(Extract provided):
>> START

- Born: 1 October 1817 Boleslawiec
- Died: 1 January 1876 (aged 58) Germany
- Education: Royal Academy in Berlin
- Engineering career
- Discipline: architect
- Practice name: Snell & Kawerau
- Projects: Kew Asylum 1864

= Frederick Kawerau =

Frederick (German: Friedrich) Ferdinand Kawerau was a German-born architect and surveyor, who worked in Geelong, Victoria, Australia between about 1849 and 1854.

Kawerau was born on 1 October 1817 in Bolesławiec, in Lower Silesia, and was probably uncle of Gustav Kawerau. He studied in Berlin, and was appointed as surveyor from the Royal Academy in Berlin. He was married to Maria and for a time lived in Hamburg.

==Migration to Australia==
Kawerau and his wife arrived in Melbourne in 1849 on the Dockenhuden together with his brother Carl Theodor (1822-1904) and his wife Mary (she was 21 years old in 1849.

He purchased land in the German settlement of Westgarthtown in 1850, and was naturalized on 15 May 1850. Shortly after, he sold up and tried his luck on the goldfields. He then moved to Geelong where he established an office in Ryrie Street, Geelong, from where he successfully applied for at least four successful tenders in the 1850s.

==Partnership with Edward Snell==
Kawerau formed a partnership with Edward Snell on 1 January 1853, with whom he undertook a number of projects in Geelong, including the Little River station and goods shed. In the boom years of 1853–54, he and Snell applied for at least another forty-four tenders. Among their joint work were the Geelong Railway Station, "Hawthorne" in Skene Street, a schoolmaster's house on the north-west corner of Myer and Gheringhap Streets, and the Terminus Hotel, Geelong (originally the Golden Point Hotel). Although the partnership had prospered for a time, it was dissolved in the 1854, perhaps because Kawerau felt that the downturn in the colony would reduce further prospects. (Snell went on to partner with another architect, his friend Edward Prowse).

>> END

(Requirement 1): From the Frederick Kawerau biography, return everything from "He purchased land" down to "in the 1850s.", copied word for word.
(Requirement 2): In how many lines of the rows does the string "truck" appear? Give only the number.

Location identification items
>> START

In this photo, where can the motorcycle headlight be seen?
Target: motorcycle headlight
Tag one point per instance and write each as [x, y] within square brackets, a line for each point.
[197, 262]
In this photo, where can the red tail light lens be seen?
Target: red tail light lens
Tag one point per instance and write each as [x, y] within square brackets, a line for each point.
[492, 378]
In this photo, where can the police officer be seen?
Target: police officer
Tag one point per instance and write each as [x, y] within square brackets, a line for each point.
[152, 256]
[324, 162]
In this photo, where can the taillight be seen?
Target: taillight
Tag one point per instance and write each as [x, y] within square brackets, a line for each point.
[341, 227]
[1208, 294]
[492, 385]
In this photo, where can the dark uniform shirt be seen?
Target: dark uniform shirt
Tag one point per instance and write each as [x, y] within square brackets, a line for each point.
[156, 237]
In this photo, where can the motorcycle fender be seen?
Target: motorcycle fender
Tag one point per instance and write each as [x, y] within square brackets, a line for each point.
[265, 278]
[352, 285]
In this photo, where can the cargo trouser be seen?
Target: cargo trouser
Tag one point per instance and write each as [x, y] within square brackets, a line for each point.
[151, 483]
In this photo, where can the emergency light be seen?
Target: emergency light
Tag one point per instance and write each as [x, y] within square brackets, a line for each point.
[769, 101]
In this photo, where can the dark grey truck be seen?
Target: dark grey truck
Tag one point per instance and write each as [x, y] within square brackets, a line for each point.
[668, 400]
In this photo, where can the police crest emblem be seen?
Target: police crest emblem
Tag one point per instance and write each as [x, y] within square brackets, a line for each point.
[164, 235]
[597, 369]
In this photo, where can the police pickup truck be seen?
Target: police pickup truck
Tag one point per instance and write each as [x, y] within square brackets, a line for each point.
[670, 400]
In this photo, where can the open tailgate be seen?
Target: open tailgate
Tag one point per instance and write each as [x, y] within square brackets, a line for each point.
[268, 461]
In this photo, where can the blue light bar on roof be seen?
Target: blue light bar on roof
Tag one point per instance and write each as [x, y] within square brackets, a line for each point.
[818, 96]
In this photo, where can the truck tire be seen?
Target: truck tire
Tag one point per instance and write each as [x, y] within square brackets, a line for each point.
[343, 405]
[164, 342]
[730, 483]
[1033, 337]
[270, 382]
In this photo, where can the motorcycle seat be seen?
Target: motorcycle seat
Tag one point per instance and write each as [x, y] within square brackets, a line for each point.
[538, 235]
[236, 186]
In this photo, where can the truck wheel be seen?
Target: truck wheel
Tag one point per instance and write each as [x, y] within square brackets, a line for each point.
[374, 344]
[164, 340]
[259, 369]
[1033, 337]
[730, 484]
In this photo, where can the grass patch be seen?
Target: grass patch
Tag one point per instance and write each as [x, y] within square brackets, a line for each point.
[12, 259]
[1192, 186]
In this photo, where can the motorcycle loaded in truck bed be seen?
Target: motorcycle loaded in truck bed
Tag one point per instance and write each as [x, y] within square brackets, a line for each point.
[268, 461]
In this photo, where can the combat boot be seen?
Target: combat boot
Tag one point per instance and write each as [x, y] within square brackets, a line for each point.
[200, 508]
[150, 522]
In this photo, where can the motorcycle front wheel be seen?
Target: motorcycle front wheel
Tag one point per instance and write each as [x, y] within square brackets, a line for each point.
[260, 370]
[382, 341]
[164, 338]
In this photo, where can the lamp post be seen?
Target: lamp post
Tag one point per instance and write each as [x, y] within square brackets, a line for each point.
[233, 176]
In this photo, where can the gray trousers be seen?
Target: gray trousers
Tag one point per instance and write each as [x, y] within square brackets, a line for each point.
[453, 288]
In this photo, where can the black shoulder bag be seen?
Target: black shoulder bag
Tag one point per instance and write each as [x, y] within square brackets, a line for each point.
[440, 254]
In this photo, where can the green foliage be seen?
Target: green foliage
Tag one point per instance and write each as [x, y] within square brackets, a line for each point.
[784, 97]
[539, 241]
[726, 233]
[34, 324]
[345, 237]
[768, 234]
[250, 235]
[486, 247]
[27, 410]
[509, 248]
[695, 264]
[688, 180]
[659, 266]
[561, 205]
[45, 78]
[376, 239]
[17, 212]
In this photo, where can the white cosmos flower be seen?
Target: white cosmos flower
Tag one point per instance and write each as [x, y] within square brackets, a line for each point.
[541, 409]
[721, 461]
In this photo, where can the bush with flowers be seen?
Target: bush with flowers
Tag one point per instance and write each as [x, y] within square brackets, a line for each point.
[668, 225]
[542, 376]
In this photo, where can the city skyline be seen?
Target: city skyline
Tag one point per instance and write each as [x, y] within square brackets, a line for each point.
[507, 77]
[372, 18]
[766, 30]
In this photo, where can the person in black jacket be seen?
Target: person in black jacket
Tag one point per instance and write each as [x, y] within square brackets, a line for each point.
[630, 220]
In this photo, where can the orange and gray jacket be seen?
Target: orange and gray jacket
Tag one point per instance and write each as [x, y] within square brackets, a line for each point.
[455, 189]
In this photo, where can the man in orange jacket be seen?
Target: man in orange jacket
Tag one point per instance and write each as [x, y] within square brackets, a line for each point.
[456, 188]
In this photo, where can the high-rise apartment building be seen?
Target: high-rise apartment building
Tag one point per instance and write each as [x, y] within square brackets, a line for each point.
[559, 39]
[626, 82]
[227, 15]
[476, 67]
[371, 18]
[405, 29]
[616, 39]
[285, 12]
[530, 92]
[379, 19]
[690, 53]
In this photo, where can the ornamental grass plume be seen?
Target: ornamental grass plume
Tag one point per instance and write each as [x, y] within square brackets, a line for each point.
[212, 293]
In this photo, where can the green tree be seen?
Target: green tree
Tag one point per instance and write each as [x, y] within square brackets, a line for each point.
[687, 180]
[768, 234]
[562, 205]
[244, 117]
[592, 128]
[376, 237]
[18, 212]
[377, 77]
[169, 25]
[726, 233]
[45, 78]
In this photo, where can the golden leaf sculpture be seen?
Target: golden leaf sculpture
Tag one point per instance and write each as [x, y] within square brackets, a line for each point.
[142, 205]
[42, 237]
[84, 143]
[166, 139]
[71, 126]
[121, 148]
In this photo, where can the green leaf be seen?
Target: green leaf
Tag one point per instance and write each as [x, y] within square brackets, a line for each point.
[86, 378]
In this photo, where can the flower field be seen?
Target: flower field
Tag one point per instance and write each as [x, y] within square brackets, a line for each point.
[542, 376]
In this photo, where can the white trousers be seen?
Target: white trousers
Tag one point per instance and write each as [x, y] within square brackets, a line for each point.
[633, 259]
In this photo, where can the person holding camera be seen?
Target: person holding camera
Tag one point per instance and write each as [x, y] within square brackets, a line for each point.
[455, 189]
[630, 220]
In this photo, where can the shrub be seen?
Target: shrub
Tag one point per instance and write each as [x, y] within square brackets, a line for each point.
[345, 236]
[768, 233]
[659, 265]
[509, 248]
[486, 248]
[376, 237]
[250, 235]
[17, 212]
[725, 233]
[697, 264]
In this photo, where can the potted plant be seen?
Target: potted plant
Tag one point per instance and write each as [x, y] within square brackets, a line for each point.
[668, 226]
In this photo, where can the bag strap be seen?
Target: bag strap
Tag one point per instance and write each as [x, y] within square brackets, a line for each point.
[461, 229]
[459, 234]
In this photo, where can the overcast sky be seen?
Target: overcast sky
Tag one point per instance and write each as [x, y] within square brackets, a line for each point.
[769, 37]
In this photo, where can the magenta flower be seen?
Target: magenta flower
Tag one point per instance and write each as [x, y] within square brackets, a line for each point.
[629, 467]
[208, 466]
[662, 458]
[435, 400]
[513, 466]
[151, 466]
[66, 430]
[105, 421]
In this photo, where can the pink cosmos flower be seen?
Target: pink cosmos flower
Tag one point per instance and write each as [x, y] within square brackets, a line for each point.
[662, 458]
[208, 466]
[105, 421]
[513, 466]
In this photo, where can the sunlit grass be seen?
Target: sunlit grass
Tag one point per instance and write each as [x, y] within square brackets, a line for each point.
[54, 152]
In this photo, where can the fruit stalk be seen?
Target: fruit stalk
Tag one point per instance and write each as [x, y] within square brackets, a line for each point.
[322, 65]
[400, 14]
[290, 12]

>> END

(Task response 1):
He purchased land in the German settlement of Westgarthtown in 1850, and was naturalized on 15 May 1850. Shortly after, he sold up and tried his luck on the goldfields. He then moved to Geelong where he established an office in Ryrie Street, Geelong, from where he successfully applied for at least four successful tenders in the 1850s.

(Task response 2): 10